Stored items
——————————

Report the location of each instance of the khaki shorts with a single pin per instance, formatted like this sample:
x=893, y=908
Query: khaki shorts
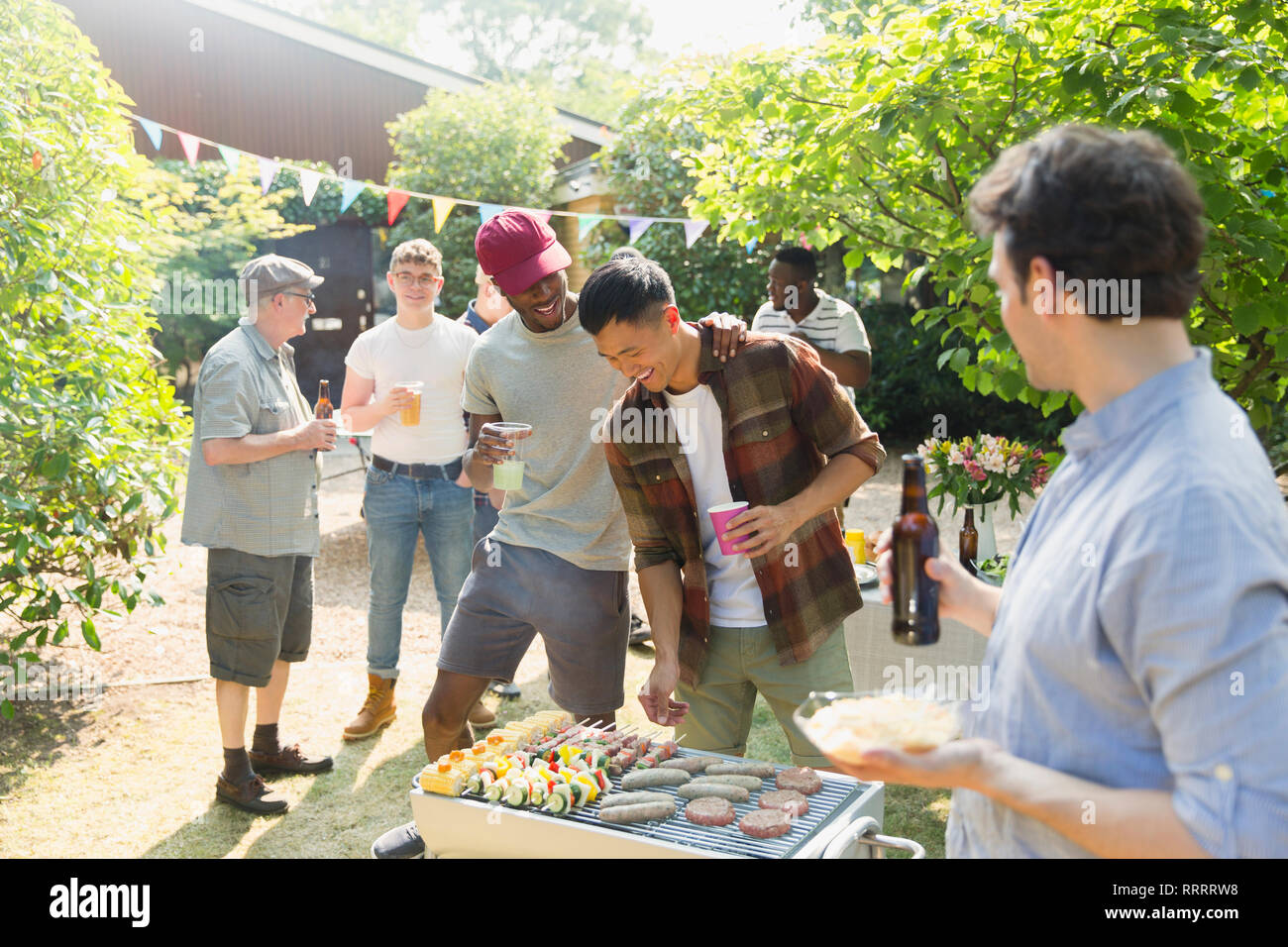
x=259, y=609
x=742, y=661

——————————

Leaving the pictures aside, give back all the records exactly as they are.

§ **Response**:
Report the location of each instance of the khaki shorts with a single pin per instance, formatted like this sample:
x=893, y=908
Query: khaki shorts
x=259, y=609
x=742, y=661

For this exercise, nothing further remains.